____ Records to use

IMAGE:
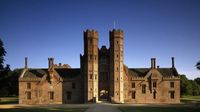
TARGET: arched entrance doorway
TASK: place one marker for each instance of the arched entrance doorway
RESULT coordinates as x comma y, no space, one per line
103,96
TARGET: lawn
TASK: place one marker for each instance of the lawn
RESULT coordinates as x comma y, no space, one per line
159,109
8,100
189,104
190,99
43,110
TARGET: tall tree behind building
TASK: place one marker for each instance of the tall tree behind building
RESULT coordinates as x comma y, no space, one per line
2,54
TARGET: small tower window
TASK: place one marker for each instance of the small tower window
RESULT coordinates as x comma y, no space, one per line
95,57
133,84
90,76
143,89
133,94
90,41
172,84
69,95
154,84
51,95
28,85
28,95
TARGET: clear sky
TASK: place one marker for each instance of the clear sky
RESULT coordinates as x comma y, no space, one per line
40,29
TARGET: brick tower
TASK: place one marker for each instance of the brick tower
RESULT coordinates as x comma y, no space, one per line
116,66
91,65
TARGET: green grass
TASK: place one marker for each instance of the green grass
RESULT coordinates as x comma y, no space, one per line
9,100
44,110
190,99
158,109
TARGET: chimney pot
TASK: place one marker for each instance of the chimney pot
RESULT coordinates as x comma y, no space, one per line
51,62
26,63
173,62
153,63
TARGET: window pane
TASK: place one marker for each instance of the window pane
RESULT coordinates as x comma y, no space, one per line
143,89
172,84
133,84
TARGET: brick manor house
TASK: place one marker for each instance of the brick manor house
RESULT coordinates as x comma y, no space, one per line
102,76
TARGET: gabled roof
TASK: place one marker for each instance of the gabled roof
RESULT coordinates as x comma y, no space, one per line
35,73
63,72
68,73
142,72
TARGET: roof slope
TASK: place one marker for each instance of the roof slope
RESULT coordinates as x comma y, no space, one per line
142,72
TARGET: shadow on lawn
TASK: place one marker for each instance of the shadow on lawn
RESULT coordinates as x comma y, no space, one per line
44,110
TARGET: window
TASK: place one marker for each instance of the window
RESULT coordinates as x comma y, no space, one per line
154,95
172,84
95,77
154,84
28,95
73,85
90,57
172,94
133,84
69,95
133,94
51,95
95,57
90,76
143,89
90,41
28,85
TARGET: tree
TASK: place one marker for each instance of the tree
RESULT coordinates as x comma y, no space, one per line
197,80
198,65
189,87
2,54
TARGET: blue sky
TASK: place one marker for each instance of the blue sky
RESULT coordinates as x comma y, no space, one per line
40,29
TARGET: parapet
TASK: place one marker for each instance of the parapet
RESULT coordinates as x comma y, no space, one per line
91,33
116,33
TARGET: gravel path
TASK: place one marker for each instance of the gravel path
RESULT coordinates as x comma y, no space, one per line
103,108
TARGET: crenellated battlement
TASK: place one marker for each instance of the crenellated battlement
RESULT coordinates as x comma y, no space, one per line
117,33
91,33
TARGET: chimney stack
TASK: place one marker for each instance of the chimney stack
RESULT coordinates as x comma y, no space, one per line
50,62
173,62
153,63
26,63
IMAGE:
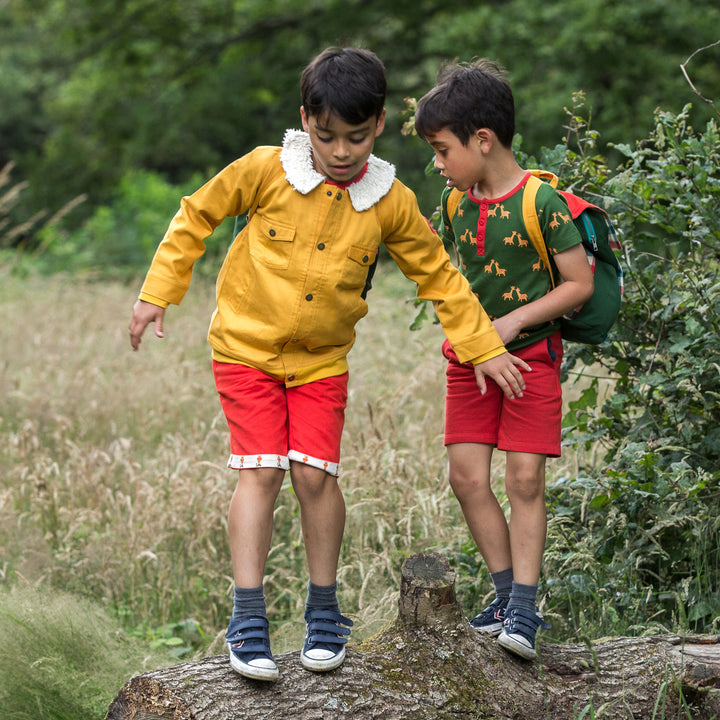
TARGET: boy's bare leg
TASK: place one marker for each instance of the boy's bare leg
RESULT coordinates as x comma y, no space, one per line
525,487
322,515
470,481
250,523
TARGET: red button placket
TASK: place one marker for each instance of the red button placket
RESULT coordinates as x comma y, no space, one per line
482,225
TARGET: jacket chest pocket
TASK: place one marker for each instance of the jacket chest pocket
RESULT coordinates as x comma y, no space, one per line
272,242
355,270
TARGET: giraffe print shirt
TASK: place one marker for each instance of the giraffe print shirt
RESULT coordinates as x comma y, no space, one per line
493,250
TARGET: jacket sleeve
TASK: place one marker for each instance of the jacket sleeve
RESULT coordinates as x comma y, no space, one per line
418,251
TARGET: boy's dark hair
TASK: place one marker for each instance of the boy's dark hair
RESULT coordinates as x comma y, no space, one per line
467,97
349,82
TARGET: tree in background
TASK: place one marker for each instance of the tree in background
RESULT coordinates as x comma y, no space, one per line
90,90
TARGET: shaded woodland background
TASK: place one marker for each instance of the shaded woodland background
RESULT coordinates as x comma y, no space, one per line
92,90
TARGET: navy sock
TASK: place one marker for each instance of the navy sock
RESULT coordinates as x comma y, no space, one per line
322,596
523,596
502,581
248,602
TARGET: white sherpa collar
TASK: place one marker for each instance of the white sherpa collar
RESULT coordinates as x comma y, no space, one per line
296,159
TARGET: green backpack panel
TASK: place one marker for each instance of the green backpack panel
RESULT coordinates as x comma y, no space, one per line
591,322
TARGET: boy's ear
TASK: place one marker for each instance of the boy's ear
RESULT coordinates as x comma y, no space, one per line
380,124
485,138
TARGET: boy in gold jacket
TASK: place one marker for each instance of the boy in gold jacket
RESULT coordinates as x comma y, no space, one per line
289,294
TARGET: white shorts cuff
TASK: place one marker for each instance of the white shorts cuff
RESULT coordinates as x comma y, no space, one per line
242,462
328,467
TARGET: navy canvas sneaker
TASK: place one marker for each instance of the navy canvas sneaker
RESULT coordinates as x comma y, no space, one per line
249,644
519,630
490,620
327,634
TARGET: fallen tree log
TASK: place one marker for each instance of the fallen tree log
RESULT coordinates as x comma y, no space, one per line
431,665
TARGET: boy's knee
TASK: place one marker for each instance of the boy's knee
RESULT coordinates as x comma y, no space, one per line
525,487
308,480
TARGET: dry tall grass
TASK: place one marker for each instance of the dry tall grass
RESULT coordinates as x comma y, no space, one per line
114,483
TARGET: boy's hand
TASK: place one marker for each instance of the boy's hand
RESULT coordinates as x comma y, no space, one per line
143,314
504,370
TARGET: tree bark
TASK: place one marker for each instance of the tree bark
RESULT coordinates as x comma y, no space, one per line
431,665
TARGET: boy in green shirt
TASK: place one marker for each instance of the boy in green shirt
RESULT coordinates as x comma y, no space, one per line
469,120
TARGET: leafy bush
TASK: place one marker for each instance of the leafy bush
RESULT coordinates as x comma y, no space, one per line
117,239
639,525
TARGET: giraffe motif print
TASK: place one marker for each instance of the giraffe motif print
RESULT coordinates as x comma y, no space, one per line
467,236
522,297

________

__What is asked__. Repeat every one of the lines above word for word, omitting the pictures from your answer.

__Finished exercise__.
IMAGE:
TARGET: arched entrance doorway
TASK: place one marker for each instance of the arched entrance doorway
RESULT coordinates as x comma y, no space, one per line
103,96
TARGET: lawn
TASK: place one marker for each instance of the lawn
RESULT coordinates as x comma y, no space, one per line
159,109
8,100
189,104
190,99
43,110
TARGET: tall tree behind building
TASK: place one marker for each instance of the tall tree behind building
RESULT coordinates as x comma y, no space, one per line
2,54
TARGET: small tower window
TASK: place one marker for each instance of the small tower window
RESULT coordinates as x comma y, no space, one per line
95,57
133,84
90,76
143,89
133,94
90,41
172,84
69,95
154,84
51,95
28,85
28,95
TARGET: clear sky
TASK: place one marker for each instance of the clear sky
RESULT coordinates as x comma y, no space, one per line
40,29
TARGET: brick tower
TASK: place one marker for each instance of the brick tower
RESULT coordinates as x comma y, no space, one per line
116,66
91,65
TARGET: green grass
TASK: place one marker for each instance of the green grass
RESULT coordinates as x comma y, no space, one per line
9,100
44,110
190,99
158,109
TARGET: chimney pot
TASK: place one marker for each instance of the chimney pot
RESULT coordinates as x comma y, no space, one per line
51,62
26,63
173,62
153,63
TARGET: window pane
TASK: place one marker for each instance of the window pane
RESULT coordinates as x comma y, no space, one per line
143,89
172,84
133,84
TARGET: brick manor house
TASK: place one marker for each instance of the brick manor house
RESULT coordinates as x comma y, no space, one per line
102,76
TARGET: gabled roof
TASK: place one marker for each instance of the gabled roof
RESULT coordinates as x comma y, no space, one per line
35,73
63,72
68,73
142,72
TARGET: roof slope
TASK: place one marker for each instance of the roof slope
RESULT coordinates as x comma y, no space, one per line
142,72
TARGET: shadow on lawn
TASK: place one marker for each instance of the shadow on lawn
RESULT coordinates as x comma y, no space, one per line
44,110
TARGET: window
TASK: place one marker for each instance of the window
RESULT coordinates as x comma y, no space, one per line
154,95
172,84
95,77
154,84
28,95
73,85
90,57
172,94
133,84
69,95
133,94
51,95
95,57
90,76
143,89
90,41
28,85
TARGET: tree
TASK: place one marker for each instance of the tree
RESULT coordinates as x comma y, no space, one per line
197,80
198,65
189,87
2,54
TARGET: blue sky
TASK: place one marker for each instance of the blue sky
RESULT coordinates as x comma y, no space, one per line
40,29
TARGET: parapet
TASK: place one marker for each instance of the parapet
RESULT coordinates as x comma y, no space, one per line
91,33
116,33
TARGET: gravel path
TASK: place one marker for each instance of the gravel path
RESULT coordinates as x comma y, no space, one per line
103,108
TARGET: crenellated battlement
TASK: place one marker for each instance of the crenellated battlement
RESULT coordinates as x comma y, no space, one per line
117,33
91,33
TARGET: chimney stack
TASK: place one marker for each instance of the chimney stack
RESULT coordinates as x comma y, no space, one per line
50,62
173,62
153,63
26,63
IMAGE:
TARGET: boy's bare leg
TASK: place one marker for each instance of the boy's bare leg
RESULT coordinates as x comma y, no space, one per line
525,487
322,515
470,481
250,523
TARGET: red button placket
TASK: place one marker for each instance of the red button placket
RESULT coordinates as x comma y, no space, one per line
482,225
TARGET: jacket chest pocket
TASK: place one marker for each instance of the jacket chest pocket
RESULT coordinates as x comma y, no space, one per line
272,242
355,270
TARGET: giraffe print shirt
TASK: place one marker for each instance of the giraffe print shirt
RESULT coordinates as x comma y, no space, one per line
493,250
TARGET: jacket sleeve
TASK: place one marker for each instance of the jacket sleeve
RESULT coordinates as x comma y, no space, one per line
418,251
TARGET: boy's dark hair
TASK: place one marker for each instance of the boy's dark hair
RESULT coordinates as x comma y, no space, one per line
467,97
349,82
TARGET: tree in background
TASK: place one marker for each instance of the tree in background
RESULT coordinates as x comma y, no space, one per line
90,90
TARGET: shaded woodland background
TASK: place one marker for each instance of the shaded woodland background
RESULT coordinates as x comma y, no space, one per line
92,90
TARGET: navy sock
TASK: place one marker for each instance of the navy sock
RESULT coordinates as x comma y, no space, one per line
322,596
523,596
502,581
248,602
TARGET: white sherpa collar
TASK: place one marker for each instance of the white sherpa collar
RESULT coordinates as x comma y, no space, one per line
296,159
TARGET: green backpack panel
TASK: place one marker for each instance of the green backpack panel
RESULT coordinates as x comma y, no space, one per line
591,322
TARGET: boy's ear
TASK: place one marker for each instance of the boy's ear
RESULT coordinates as x comma y, no space, one per line
380,124
485,138
TARGET: boy in gold jacket
TASK: place one marker for each instance of the boy in gold jacket
RESULT coordinates as x comma y, no space, one per line
289,294
TARGET: white shorts cuff
TASK: place one marker for each instance of the white shorts cuff
RESULT coordinates as x comma y, no space, one per line
242,462
328,467
TARGET: navy canvas sneaker
TASK: place one marker for each instance of the navy canvas sneaker
RESULT coordinates as x comma y, no space, one per line
249,644
519,630
490,620
327,634
TARGET: fallen tree log
TASK: place one marker for each instance of the fallen tree log
RESULT coordinates as x comma y, no space, one per line
431,665
TARGET: boy's knee
TASK: place one marker for each instance of the boy's knee
RESULT coordinates as x comma y, no space, one per line
525,487
308,480
TARGET: dry tall grass
TASK: place one marker for each instance of the dry tall grass
RESULT coordinates as x comma y, no space, one per line
114,483
TARGET: boy's hand
TASK: place one marker for each instance of the boy's hand
RESULT coordinates as x comma y, no space, one per line
143,314
504,370
TARGET: tree bark
TASK: place one marker for each instance of the tree bark
RESULT coordinates as x comma y, no space, one per line
431,665
TARGET: boy in green shirt
TASK: place one marker for each instance of the boy in green shirt
RESULT coordinates as x comma y, no space, one per line
469,120
TARGET: leafy bush
TASK: place one marker for each instance of the leafy bush
RESULT coordinates as x comma y, no space, one per line
117,239
639,525
TARGET: giraffe motif print
TASK: place one marker for each instance of the giraffe motif print
RESULT coordinates as x comma y, no space, one per line
467,236
522,297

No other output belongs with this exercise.